═══ Passage provided

Studio album by Yvie Oddly
- Released: October 23, 2020
- Length: 35:16
- Label: Voss Music

= Drag Trap =

Drag Trap is the debut studio album by American drag performer Yvie Oddly, released through Voss Music on October 23, 2020. Fellow RuPaul's Drag Race contestant Vanessa Vanjie Mateo is featured on "Hype".

==Background==
Yvie Oddly started working on the album following her appearance on the eleventh season of RuPaul's Drag Race. She has said, "My inspiration for Drag Trap comes from all sorts of places. When Season 11 aired and my life changed drastically I began writing raps to help me navigate my emotions. So the songs range from the pressures of fame, to my health, sex, and being a queer Black American ... and just everything I needed to get off my chest."

══════

__Stated goal 1__. Edit the records, starting with the line that contains "Objective — a point for each instance of the bent" and going on through the end of the records, so that "Markers" is replaced by "Points" and nothing else changes. Give only those lines.
The text above has no connection to the records that follow.

═══ The records

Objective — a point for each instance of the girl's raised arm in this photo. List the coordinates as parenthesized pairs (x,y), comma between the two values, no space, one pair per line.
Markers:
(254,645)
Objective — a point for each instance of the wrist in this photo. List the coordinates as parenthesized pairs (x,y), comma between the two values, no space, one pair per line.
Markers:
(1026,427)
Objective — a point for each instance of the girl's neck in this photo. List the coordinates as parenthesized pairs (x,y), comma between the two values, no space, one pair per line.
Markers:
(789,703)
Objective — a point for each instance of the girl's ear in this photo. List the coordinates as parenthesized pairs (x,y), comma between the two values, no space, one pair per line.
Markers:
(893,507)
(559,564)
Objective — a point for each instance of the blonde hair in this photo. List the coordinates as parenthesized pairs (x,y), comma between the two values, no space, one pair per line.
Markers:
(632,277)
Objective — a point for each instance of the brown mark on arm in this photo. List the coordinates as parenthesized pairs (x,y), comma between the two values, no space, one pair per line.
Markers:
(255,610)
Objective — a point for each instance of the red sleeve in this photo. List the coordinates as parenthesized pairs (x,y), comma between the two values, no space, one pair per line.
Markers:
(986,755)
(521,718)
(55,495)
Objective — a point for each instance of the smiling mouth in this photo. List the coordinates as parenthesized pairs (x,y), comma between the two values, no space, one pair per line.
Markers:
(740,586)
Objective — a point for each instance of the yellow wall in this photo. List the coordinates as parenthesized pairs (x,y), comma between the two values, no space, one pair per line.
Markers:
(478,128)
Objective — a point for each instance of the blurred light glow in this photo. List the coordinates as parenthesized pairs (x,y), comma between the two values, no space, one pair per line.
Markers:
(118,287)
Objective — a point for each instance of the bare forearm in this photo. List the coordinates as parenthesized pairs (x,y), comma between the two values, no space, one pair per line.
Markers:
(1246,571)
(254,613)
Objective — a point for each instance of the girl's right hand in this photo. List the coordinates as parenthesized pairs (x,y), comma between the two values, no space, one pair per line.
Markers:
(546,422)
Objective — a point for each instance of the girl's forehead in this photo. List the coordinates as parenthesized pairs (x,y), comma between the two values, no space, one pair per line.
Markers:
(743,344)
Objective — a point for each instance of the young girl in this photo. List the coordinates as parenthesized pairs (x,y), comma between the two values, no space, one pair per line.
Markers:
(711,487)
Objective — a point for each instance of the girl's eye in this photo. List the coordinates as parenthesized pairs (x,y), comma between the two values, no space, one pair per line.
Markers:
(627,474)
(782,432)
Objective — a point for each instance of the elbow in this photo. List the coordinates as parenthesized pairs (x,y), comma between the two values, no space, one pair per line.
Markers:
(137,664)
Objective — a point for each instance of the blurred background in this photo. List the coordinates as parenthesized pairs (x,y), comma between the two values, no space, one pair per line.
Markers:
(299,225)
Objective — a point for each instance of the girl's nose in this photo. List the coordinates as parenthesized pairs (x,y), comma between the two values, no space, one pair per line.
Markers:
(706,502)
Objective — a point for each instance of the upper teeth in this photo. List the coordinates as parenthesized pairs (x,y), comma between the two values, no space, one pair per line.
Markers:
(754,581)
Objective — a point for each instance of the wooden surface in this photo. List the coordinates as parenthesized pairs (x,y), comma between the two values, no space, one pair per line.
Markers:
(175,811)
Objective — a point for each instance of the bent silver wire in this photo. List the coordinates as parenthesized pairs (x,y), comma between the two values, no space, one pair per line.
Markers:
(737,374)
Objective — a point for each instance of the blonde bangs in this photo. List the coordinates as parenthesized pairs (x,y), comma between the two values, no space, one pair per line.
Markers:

══════

__Stated goal 2__. Pick up the article about the album Drag Trap and continue it past its final sentence.

__Written response 1__.
Objective — a point for each instance of the bent silver wire in this photo. List the coordinates as parenthesized pairs (x,y), comma between the two values, no space, one pair per line.
Points:
(737,374)
Objective — a point for each instance of the blonde bangs in this photo. List the coordinates as parenthesized pairs (x,y), comma between the two values, no space, one pair per line.
Points:

__Written response 2__.
==Promotion==
The title track was released as a single alongside a music video in August 2020. The music video for "Hype" features Vanessa Vanjie Mateo and camero appearances by Brooke Lynn Hytes, Silky Nutmeg Ganache, and Soju. Yvie Oddly produced the music video for "Sick Bitch" with Willow Pill.

== Reception ==
Cleo Mirza included Yvie Oddly in Westword's 2021 list of "Ten of the Best Denver Rappers". Mirza said about the album and artist, "It's funny, poignant, thoughtful and powerful, and she delivers some of the most dance-worthy beats of 2020. On Drag Trap, Oddly tackles real issues — like living with Ehlers-Danlos syndrome — with humor and wit, but also proves she can get serious, as in the second half of the song "Karen," where she solemnly pays tribute to victims of police brutality. As one of the many artists striving to break boundaries between queerness and hip-hop, this hometown hero does Denver's LGBTQ+ community proud."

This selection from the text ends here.